EXERCISE GOAL:
Filter these entries down to the lines that hold the word "jacket", and show each of them.
====
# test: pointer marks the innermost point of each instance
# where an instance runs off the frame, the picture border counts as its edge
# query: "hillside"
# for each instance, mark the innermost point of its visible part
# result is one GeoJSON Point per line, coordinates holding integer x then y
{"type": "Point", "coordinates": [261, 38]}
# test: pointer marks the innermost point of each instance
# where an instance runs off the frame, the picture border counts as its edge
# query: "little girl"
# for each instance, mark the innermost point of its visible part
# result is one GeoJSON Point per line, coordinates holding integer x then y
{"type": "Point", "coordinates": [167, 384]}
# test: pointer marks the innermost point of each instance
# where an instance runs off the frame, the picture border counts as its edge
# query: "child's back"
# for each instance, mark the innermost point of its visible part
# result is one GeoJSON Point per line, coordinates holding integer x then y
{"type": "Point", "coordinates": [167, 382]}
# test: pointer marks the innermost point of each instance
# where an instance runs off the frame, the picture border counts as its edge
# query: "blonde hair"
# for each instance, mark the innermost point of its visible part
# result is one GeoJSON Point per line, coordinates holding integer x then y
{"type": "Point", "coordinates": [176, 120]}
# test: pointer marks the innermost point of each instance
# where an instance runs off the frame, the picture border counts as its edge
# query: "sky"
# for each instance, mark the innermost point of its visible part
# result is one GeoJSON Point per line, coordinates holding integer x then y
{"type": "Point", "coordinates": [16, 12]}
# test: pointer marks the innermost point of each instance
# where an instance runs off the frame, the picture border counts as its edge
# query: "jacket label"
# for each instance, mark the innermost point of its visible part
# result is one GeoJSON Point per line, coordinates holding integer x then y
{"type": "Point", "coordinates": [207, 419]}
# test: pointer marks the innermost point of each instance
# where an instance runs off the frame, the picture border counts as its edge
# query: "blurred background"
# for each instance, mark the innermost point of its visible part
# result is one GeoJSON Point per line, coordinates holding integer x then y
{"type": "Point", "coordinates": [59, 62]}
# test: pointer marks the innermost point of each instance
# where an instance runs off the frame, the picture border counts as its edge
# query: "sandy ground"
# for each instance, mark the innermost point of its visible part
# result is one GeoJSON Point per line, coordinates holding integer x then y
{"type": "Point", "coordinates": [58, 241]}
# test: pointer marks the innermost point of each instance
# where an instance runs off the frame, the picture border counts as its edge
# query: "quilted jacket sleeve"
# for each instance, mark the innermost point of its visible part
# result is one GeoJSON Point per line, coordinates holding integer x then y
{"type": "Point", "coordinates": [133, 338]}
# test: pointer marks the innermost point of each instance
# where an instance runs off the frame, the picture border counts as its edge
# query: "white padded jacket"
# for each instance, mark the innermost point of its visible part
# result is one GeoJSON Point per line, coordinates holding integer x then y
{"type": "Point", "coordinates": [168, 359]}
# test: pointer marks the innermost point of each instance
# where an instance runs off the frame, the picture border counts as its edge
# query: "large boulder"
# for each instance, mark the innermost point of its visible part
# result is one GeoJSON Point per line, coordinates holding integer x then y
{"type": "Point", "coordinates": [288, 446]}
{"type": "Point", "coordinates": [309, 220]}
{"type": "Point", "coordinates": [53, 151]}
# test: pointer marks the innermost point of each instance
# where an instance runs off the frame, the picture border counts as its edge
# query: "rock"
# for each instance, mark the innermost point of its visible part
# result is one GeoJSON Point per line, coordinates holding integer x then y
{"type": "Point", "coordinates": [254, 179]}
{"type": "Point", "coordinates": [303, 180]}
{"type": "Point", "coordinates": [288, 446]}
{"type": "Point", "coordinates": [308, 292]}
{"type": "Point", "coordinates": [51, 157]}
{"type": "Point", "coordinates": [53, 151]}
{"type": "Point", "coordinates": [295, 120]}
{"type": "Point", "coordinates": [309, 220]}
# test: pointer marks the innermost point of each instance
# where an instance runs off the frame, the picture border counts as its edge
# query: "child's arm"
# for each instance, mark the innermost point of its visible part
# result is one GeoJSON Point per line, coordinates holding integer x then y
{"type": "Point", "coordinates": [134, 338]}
====
RESPONSE TO THIS TASK:
# query: "jacket label"
# query: "quilted jacket sleeve"
# query: "white padded jacket"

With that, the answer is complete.